TASK OBJECTIVE — Everything from the line containing "Practice step: find the blurred purple" to the last line of the records must be returned verbatim; nothing else belongs in the output.

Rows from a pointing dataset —

◇ ◇ ◇ ◇

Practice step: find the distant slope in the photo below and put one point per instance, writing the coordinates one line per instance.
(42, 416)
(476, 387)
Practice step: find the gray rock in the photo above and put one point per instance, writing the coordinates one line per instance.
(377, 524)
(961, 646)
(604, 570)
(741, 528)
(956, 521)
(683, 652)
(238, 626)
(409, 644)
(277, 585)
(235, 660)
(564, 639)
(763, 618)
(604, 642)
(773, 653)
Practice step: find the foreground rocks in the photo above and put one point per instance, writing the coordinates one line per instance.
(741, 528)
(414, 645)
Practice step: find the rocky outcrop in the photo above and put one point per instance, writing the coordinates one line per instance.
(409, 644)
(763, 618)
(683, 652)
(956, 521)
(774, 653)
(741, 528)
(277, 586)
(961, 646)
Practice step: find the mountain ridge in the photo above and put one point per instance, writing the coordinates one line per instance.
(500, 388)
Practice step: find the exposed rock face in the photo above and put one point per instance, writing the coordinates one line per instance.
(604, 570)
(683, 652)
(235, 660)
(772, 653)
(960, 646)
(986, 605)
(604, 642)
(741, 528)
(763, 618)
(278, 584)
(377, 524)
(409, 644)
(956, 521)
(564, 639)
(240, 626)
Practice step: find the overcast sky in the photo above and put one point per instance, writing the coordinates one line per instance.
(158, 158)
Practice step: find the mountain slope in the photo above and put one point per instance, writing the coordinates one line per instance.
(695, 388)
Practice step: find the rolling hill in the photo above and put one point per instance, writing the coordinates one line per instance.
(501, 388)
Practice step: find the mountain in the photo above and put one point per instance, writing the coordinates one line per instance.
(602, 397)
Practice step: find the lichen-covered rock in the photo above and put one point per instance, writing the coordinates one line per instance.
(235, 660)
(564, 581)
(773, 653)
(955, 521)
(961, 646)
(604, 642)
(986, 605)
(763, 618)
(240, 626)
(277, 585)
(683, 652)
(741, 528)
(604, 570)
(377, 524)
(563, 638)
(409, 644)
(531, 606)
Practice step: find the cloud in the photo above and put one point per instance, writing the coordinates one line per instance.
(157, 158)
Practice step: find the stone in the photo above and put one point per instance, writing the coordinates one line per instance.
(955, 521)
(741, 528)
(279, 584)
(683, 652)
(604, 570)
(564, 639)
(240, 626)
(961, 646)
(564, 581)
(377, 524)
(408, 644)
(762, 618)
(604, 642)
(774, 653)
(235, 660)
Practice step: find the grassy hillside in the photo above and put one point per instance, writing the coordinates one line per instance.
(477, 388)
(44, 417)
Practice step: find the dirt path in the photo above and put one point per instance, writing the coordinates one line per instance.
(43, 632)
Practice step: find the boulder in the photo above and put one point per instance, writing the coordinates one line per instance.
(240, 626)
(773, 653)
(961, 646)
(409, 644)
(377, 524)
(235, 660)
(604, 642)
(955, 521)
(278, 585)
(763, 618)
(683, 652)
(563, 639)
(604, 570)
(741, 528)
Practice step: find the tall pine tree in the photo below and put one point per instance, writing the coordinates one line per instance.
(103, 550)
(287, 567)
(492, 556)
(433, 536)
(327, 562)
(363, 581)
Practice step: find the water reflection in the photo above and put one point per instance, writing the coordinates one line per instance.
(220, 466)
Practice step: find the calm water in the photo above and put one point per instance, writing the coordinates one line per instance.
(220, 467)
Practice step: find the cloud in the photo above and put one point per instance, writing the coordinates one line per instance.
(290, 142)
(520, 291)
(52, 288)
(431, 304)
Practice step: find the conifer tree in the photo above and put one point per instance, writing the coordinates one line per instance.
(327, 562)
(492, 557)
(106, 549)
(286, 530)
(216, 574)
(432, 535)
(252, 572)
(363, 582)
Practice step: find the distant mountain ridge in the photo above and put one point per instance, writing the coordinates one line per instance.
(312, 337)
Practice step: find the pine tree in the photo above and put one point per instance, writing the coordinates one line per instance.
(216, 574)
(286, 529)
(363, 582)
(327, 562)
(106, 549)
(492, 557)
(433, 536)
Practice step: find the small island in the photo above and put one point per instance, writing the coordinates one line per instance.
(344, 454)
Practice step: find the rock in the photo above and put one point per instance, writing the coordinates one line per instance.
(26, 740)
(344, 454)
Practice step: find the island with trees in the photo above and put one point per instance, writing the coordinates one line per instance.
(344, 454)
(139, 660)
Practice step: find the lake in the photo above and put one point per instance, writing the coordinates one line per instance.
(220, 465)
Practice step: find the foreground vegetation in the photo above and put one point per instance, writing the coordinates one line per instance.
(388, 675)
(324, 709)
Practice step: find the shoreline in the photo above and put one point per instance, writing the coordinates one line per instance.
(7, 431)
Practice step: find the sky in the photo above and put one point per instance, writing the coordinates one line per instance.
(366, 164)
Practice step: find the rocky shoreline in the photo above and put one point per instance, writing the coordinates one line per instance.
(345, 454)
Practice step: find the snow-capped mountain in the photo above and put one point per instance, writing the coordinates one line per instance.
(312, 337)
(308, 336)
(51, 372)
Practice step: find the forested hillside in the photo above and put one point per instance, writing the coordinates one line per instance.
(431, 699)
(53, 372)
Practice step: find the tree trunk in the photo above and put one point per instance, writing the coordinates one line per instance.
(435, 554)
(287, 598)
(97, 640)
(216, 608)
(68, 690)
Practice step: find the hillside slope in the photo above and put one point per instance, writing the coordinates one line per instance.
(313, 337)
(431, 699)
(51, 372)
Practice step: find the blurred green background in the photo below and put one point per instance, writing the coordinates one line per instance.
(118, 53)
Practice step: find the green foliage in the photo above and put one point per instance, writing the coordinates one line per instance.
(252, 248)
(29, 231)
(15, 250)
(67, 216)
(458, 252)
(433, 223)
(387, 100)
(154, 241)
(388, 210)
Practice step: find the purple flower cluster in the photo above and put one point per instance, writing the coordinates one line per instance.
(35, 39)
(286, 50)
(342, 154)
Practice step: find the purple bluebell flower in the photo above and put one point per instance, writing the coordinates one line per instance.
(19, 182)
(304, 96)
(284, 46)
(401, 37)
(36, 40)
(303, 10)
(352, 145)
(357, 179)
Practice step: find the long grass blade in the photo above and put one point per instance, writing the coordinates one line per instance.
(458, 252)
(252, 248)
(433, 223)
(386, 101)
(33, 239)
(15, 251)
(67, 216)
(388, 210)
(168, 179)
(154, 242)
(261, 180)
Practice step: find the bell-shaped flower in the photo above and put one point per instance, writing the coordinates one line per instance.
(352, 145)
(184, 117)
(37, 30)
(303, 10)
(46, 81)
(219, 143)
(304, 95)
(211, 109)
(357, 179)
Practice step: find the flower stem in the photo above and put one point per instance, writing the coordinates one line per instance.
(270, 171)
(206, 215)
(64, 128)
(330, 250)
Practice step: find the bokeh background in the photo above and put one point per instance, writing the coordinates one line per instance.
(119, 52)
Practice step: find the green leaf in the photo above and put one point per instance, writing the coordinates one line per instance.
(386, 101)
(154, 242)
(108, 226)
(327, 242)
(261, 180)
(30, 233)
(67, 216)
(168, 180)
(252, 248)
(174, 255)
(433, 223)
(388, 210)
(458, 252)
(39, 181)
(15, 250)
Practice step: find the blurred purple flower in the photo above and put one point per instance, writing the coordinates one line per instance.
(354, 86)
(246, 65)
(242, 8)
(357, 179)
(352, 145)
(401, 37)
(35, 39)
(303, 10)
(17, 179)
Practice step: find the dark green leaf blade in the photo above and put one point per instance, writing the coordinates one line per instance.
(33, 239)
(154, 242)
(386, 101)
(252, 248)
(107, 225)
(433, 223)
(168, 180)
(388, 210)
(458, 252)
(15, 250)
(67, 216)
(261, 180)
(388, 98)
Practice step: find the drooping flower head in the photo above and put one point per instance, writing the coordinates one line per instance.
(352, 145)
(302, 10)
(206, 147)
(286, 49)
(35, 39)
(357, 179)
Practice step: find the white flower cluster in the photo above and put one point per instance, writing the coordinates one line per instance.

◇ ◇ ◇ ◇

ANSWER TO THIS EXERCISE —
Practice step: find the blurred purple flower in the photo above and put one point per instance, writing the coordinates one line per instance.
(354, 86)
(246, 65)
(242, 8)
(357, 179)
(352, 145)
(401, 37)
(35, 39)
(303, 10)
(17, 179)
Practice step: find the dark green leaf blade in the photo above and put one point per instance, writing the coordinates one line per instance.
(33, 239)
(154, 242)
(386, 101)
(252, 248)
(107, 225)
(433, 223)
(168, 180)
(388, 210)
(458, 252)
(15, 250)
(67, 216)
(261, 180)
(388, 98)
Practice step: find the drooping flower head in the photo above and put one point per instance, writing the coordinates one line per instance.
(352, 145)
(302, 10)
(206, 147)
(286, 49)
(35, 39)
(357, 179)
Practice step: find the white flower cluster in the photo above and put one point per instance, writing the coordinates one line per instance.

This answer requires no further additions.